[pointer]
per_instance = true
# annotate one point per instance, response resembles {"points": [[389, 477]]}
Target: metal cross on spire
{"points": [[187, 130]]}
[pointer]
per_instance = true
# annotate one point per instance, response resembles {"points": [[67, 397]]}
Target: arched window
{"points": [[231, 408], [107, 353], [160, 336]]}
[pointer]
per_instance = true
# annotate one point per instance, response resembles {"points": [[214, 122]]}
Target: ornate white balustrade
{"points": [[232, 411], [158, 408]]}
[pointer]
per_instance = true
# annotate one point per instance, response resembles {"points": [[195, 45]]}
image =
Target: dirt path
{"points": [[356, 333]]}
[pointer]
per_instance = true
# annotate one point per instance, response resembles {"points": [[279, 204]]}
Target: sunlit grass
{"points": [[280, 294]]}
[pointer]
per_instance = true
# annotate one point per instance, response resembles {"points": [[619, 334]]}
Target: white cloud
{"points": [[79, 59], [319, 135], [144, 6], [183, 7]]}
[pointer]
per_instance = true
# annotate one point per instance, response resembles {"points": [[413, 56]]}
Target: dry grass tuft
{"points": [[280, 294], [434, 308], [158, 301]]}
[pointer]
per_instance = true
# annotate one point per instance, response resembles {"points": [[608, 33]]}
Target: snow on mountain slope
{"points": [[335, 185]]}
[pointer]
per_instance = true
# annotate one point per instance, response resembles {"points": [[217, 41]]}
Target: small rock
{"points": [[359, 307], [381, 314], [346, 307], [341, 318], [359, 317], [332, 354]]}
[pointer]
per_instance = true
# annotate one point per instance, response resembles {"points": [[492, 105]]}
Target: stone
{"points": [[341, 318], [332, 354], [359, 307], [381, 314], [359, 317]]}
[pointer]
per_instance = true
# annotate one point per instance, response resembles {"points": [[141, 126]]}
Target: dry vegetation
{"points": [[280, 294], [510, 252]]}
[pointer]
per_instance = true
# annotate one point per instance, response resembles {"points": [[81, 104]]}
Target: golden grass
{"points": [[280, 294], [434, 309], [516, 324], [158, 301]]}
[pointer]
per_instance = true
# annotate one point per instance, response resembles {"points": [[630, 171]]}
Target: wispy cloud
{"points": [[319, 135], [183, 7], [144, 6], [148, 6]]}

**Task description:**
Make an exact copy of the listing, including every line.

**Final result:**
[pointer]
per_instance = true
# annotate one point per instance, response resembles {"points": [[389, 477]]}
Target: metal cross on spire
{"points": [[187, 130]]}
[pointer]
per_instance = true
# annotate one point per instance, response resembles {"points": [[67, 397]]}
Target: arched window
{"points": [[231, 408], [107, 353], [160, 336]]}
[pointer]
per_instance = true
# annotate one point per instance, response resembles {"points": [[214, 122]]}
Target: ornate white balustrade
{"points": [[232, 411], [158, 408]]}
[pointer]
per_instance = true
# annotate one point per instance, response resembles {"points": [[195, 45]]}
image =
Target: dirt path
{"points": [[356, 333]]}
[pointer]
per_instance = true
# annotate one point per instance, response resembles {"points": [[279, 204]]}
Target: sunlit grass
{"points": [[280, 294]]}
[pointer]
per_instance = true
# annotate one point per instance, response resembles {"points": [[619, 334]]}
Target: white cloud
{"points": [[79, 59], [319, 135], [144, 6], [183, 7]]}
[pointer]
per_instance = true
# annotate one point per instance, response resembles {"points": [[413, 56]]}
Target: dry grass tuft
{"points": [[280, 294], [434, 308], [158, 301]]}
[pointer]
per_instance = true
# annotate one point per instance, response resembles {"points": [[608, 33]]}
Target: snow on mountain slope
{"points": [[335, 185]]}
[pointer]
per_instance = true
# annotate one point per instance, response resembles {"points": [[217, 41]]}
Target: small rock
{"points": [[359, 307], [381, 314], [346, 307], [341, 318], [359, 317], [332, 354]]}
[pointer]
per_instance = true
# annotate one point per instance, response resembles {"points": [[492, 105]]}
Target: stone
{"points": [[341, 318], [332, 354], [359, 307], [381, 314], [359, 317]]}
[pointer]
per_instance = true
# annotate one point per instance, response resembles {"points": [[141, 126]]}
Target: dry vegetation
{"points": [[280, 294], [510, 252]]}
[pointer]
per_instance = true
# annotate one point per instance, response resembles {"points": [[81, 104]]}
Target: golden grass
{"points": [[280, 294], [434, 309], [516, 324], [158, 301]]}
[pointer]
per_instance = true
# annotate one point per instance, response resembles {"points": [[630, 171]]}
Target: wispy cloud
{"points": [[319, 135], [183, 7], [144, 6], [148, 6]]}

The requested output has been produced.